Quoted text
==================================================

Friday August 3, 2012

PITTSFIELD -- When first lady Michelle Obama comes to town this afternoon for a private campaign fundraiser at the Colonial Theatre, featuring a one-hour concert by James Taylor, acting Police Chief Michael Wynn expects that "the impact on traffic should be minimal."

Wynn said Thursday that, in fact, traffic flow may improve because the South Street reconstruction project will be shut down early.

No specific parking restrictions will be imposed for the 3 p.m. event, Wynn said, though he noted that the city parking lot adjoining the theater is likely to fill up quickly with the vehicles of advance teams associated with Mrs. Obama's campaign swing.

As for security surrounding her appearance, local police will have "some minimal involvement," Wynn added.

"Everything looks well-planned, we expect it will be well-executed, and it should be a good event for the downtown," the chief said.

Doors open for ticket-holders at 2:45. Mrs. Obama will be arriving after a fundraising luncheon at Springfield's Basketball Hall of Fame. She will also attend a private dinner and discussion for 20 guests at Gov. Deval Patrick's Richmond home.

For Taylor, who'll perform with his wife Kim and longtime backup vocalist Kate Marko witz, as well as Jeff Babco on keyboard and Boston Sym phony cellist Owen Young, it will be a return to familiar ground at the Colonial. Taylor spent nearly a week there in July 2007 preparing and then performing his "One Man Band" show before a live audience for a national telecast and DVD and CD release.

He also appeared there at the Berkshire second-term inauguration ceremony for Patrick in January 2009 and during the Berkshire Theatre Group's run of "A Christmas Carol" last December.

The singer-songwriter told The Eagle on Thursday that he has been active in the Barack Obama re-election campaign this year, appearing at private, living room fundraisers, as well as large-scale events designed as a "thank you, esprit de corps kind of thing to support the ground troops, the people who are ringing doorbells."

He also performed at a major fundraiser featuring the first lady in Charlotte, N.C., last February.

The set list for the Colonial was being assembled late Thurs day, but Taylor explained that there's a repertoire he delves into for the small group he'll be fronting, similar to the show he did for Haitian earthquake relief at the Mahaiwe Perform ing Arts Center in Great Barrington on Jan. 22, 2010.

==================================================

Task directions
Using the article above about Michelle Obama's Pittsfield visit, decide whether each statement agrees with it: 1. Specific parking restrictions will be imposed for the event. 2. Taylor spent nearly a week at the Colonial in July 2007. 3. Local police will handle most of the security for the first lady's appearance. Answer yes or no for each and quote the deciding words of the article.

==================================================

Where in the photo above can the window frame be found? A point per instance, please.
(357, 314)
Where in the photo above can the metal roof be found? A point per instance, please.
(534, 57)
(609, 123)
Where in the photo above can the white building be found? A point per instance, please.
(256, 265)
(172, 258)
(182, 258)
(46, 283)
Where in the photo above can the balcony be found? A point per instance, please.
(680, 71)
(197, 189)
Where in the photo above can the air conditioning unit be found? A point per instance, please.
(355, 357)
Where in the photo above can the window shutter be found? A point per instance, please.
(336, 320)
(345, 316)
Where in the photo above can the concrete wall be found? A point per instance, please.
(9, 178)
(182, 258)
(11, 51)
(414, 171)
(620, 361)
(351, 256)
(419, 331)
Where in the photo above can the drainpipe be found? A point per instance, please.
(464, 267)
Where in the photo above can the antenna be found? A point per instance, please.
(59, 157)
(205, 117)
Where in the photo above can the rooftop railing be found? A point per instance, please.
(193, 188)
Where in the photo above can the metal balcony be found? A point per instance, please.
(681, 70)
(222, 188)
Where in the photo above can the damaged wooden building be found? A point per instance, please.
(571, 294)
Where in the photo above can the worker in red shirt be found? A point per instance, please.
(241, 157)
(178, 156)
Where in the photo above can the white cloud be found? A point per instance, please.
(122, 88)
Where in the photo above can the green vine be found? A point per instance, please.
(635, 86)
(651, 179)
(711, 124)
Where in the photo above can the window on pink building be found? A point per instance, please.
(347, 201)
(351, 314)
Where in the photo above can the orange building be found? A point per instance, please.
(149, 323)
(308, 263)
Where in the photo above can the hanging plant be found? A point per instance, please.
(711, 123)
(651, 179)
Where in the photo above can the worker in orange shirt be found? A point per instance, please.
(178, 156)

==================================================

Written response
1. No: "No specific parking restrictions will be imposed for the 3 p.m. event"
2. Yes: "Taylor spent nearly a week there in July 2007"
3. No: "local police will have "some minimal involvement,""